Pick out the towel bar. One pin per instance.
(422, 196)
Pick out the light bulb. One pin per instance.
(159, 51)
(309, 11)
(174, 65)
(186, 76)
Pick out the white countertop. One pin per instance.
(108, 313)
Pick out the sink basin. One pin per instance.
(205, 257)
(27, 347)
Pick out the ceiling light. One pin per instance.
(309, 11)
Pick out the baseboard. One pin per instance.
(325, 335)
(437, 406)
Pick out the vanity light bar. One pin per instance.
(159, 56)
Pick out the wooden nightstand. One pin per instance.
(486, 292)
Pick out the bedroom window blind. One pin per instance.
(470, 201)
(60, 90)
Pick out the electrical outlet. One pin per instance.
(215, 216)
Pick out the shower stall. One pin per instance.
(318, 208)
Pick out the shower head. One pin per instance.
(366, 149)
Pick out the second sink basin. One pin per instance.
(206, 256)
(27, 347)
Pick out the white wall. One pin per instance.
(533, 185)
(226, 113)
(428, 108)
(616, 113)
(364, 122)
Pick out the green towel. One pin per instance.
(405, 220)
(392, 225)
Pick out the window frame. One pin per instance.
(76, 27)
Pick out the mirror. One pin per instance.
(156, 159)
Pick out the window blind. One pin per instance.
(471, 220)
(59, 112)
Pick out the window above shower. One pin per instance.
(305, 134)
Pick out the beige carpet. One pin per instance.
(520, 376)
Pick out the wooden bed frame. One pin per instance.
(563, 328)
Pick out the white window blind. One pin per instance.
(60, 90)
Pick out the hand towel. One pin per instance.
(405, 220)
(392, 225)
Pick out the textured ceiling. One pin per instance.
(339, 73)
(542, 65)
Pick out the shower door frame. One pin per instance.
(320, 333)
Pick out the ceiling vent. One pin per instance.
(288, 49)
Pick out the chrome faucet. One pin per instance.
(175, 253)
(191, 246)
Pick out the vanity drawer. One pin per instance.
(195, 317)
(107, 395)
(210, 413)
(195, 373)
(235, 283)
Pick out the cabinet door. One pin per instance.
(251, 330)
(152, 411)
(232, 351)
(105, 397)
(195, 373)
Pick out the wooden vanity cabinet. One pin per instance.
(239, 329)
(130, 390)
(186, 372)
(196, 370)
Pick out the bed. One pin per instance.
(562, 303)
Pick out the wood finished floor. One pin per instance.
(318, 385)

━━━━━━

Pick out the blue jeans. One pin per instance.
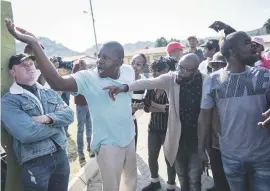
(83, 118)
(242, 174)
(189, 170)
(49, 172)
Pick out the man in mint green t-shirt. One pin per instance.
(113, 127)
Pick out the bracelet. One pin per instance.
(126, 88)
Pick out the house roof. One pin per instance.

━━━━━━

* **ACTION ITEM**
Copy out, exactly and alone, the lines of the entries above between the ones holding "Pick out the bracelet. One pin per instance." and "Pick out the house", inclusive.

* **SOLUTION TO THIS TASK**
Pick out the bracelet. One pin per instance.
(126, 88)
Pick out the house roof. One pin per instance.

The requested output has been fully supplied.